TASK DESCRIPTION:
How many lines in the records below contain the string "white"? Answer with the number alone.

DATA EXCERPTS:
*-*-*

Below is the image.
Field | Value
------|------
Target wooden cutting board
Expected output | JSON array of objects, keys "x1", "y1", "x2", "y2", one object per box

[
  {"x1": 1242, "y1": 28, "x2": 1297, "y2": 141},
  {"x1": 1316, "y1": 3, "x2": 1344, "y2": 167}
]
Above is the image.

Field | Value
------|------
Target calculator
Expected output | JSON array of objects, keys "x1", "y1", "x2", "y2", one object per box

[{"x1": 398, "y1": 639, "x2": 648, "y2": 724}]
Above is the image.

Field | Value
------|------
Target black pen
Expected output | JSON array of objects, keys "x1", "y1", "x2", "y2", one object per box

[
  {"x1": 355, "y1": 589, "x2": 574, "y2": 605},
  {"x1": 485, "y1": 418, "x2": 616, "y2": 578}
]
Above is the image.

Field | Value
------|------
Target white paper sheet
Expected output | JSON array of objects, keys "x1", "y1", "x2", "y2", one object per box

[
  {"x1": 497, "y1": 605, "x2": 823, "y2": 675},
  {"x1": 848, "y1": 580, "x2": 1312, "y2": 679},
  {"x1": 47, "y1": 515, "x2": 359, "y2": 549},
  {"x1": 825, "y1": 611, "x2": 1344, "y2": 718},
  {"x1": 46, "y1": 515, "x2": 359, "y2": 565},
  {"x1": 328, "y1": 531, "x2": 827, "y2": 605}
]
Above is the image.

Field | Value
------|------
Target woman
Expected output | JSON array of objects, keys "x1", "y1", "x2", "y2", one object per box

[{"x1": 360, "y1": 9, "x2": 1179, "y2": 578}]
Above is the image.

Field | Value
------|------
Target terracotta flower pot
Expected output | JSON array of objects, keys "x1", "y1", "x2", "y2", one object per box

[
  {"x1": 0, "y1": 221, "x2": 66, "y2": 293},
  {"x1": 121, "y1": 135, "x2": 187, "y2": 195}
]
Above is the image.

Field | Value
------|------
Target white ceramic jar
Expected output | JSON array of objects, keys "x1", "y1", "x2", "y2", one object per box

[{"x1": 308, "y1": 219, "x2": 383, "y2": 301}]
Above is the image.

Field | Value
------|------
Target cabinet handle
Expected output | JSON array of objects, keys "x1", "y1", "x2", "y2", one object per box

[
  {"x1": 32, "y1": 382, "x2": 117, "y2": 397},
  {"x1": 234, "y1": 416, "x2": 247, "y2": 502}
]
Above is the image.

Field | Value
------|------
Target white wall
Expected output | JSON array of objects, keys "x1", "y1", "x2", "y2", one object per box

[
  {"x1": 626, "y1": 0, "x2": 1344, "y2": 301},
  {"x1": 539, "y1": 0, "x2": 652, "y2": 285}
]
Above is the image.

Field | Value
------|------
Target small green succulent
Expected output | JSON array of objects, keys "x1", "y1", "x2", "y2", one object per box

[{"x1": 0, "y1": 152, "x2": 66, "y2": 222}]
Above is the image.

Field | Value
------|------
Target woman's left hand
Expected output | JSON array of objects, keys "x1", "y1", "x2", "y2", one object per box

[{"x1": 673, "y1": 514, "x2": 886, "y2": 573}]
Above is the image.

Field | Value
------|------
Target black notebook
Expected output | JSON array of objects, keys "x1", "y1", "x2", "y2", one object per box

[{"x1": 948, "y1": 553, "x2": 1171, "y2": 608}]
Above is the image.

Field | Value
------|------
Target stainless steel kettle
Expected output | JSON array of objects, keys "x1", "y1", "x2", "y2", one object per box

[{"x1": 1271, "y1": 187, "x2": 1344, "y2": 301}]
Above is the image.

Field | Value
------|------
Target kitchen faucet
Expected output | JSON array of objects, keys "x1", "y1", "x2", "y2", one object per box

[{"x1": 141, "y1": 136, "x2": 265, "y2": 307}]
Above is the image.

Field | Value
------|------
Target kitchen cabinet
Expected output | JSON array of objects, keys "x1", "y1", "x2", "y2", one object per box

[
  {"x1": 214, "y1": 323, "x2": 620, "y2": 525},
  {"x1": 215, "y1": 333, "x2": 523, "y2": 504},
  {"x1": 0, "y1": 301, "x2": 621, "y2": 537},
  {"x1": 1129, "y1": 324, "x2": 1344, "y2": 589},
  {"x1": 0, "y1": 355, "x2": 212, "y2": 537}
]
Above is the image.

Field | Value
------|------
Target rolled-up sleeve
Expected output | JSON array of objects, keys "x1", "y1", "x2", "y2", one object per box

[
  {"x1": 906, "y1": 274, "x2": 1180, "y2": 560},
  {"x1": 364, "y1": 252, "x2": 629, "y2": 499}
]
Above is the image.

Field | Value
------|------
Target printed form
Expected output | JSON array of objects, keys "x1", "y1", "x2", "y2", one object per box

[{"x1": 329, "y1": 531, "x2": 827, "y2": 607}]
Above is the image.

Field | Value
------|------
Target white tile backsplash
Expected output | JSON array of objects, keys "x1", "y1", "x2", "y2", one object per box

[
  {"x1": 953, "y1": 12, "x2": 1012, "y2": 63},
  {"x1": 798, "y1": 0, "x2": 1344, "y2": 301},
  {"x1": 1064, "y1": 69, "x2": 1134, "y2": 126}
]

*-*-*

THE ANSWER:
4